CE QU’IL FAUT SAVOIR
Dans un recours civil intenté contre un médecin, il est clair qu’il faut presque toujours retenir les services d’un médecin expert pour analyser la responsabilité du médecin poursuivi, afin de défendre ses actes ou omissions devant le tribunal. Selon la théorie de la cause, il y a fréquemment des questions techniques et scientifiques qui requièrent une opinion devant être soutenue par un expert. L’exercice consiste à comparer la conduite du défendeur avec celle d’un « médecin diligent et raisonnable placé dans les mêmes circonstances ».
Il faut d’abord savoir qu’il est nécessaire de retenir un médecin ayant les mêmes qualifications que le médecin poursuivi; idéalement, quelqu’un qui œuvre dans un milieu similaire. Cette évaluation des soins médicaux prodigués est un exercice parfois difficile, car, rétrospectivement, il est clair que l’expert possède bien souvent des informations et des données dont ne disposait pas le médecin défendeur au moment de sa faute présumée. Il faut toutefois faire abstraction de ces informations, car il serait injuste d’en tenir compte pour évaluer le comportement du médecin. Un expert compétent tâchera donc de se mettre à la place du médecin qui n’a généralement pas l’occasion de connaître tout l’historique médical d’un patient.

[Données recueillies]
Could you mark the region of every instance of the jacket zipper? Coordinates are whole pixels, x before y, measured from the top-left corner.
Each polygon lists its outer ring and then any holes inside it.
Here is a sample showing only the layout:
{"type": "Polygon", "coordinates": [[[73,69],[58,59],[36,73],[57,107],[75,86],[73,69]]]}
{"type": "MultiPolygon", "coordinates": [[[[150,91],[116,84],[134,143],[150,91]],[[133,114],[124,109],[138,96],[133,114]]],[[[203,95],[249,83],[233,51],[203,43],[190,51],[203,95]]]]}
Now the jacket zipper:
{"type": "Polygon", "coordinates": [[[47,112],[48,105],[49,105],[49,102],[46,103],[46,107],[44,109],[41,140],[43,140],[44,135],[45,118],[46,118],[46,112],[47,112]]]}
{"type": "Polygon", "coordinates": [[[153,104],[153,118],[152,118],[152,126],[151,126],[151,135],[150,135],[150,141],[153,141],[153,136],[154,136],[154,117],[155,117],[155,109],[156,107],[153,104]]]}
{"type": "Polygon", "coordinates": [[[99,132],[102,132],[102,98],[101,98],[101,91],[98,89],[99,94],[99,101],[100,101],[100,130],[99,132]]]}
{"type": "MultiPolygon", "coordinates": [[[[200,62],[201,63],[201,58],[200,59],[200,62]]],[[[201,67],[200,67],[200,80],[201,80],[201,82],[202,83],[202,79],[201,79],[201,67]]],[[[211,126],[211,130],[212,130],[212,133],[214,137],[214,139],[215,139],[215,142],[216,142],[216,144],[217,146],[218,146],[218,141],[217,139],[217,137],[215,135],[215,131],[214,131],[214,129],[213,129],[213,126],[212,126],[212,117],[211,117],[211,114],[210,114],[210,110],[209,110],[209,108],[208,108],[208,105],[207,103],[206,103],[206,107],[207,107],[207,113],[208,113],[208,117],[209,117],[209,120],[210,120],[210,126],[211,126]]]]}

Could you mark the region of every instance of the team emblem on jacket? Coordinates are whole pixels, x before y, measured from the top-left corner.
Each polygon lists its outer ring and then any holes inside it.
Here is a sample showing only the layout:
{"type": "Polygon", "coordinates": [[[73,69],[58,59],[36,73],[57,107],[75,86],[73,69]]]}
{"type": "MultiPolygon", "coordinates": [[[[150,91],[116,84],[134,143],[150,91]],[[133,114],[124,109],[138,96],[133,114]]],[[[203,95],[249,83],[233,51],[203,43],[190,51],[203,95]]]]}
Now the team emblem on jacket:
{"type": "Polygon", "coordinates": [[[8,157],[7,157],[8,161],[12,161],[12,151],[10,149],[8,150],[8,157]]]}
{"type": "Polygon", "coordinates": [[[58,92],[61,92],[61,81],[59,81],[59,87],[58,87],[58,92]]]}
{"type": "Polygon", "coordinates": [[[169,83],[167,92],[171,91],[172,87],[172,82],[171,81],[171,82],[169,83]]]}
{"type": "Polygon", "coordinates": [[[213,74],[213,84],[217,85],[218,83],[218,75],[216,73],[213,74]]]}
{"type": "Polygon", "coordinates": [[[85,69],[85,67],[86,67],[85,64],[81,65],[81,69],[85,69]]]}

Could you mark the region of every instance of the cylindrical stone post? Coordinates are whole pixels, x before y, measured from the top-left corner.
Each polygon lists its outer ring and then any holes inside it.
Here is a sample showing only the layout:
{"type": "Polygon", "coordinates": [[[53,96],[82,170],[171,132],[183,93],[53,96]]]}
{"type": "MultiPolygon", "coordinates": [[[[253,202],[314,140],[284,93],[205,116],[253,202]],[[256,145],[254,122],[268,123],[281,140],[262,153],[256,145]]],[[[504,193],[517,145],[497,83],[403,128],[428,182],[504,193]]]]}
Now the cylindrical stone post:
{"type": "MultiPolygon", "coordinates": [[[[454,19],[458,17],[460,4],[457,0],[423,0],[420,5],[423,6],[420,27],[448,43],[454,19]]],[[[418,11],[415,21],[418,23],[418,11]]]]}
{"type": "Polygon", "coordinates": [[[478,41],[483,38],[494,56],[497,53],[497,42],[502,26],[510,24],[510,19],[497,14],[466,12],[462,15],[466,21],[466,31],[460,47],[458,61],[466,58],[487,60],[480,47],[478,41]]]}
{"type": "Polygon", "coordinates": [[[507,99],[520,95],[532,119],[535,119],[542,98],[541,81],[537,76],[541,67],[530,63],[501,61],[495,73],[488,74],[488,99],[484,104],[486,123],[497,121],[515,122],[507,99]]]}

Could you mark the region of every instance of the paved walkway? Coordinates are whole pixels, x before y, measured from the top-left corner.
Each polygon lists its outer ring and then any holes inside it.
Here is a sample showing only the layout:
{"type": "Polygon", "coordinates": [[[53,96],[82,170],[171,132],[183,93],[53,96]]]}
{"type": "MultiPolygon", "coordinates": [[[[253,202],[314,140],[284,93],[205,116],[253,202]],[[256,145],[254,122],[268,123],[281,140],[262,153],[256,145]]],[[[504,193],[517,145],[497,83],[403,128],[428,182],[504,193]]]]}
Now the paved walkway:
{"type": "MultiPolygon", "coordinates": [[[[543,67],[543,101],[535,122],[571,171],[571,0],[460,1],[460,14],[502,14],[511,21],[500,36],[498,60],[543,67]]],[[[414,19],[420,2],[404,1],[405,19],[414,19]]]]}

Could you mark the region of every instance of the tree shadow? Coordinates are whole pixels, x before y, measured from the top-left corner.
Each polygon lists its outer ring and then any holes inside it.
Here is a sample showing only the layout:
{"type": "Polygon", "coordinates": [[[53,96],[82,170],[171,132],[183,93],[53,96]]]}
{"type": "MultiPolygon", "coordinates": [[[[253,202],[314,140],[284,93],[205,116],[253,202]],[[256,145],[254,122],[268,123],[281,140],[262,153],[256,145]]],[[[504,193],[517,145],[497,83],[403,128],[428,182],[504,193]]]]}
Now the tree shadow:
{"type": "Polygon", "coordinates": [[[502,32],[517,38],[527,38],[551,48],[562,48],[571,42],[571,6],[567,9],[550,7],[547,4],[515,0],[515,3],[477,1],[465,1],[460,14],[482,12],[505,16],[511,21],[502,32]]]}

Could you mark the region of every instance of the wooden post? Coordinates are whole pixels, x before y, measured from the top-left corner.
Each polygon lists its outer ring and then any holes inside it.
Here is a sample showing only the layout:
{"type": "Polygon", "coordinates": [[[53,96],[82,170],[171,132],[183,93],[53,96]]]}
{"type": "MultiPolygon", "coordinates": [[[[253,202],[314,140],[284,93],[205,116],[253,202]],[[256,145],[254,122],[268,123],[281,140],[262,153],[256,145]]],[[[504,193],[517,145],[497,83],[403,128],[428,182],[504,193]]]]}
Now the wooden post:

**CONSIGNE**
Dans le passage sur l'expertise médicale, titre compris, quels verbes la tournure « il faut » introduit-elle à chacune de ses occurrences ?

**CORRIGÉ**
- « CE QU'IL FAUT SAVOIR » : savoir
- « il faut presque toujours retenir les services d'un médecin expert » : retenir
- « Il faut d'abord savoir » : savoir
- « Il faut toutefois faire abstraction de ces informations » : faire (abstraction)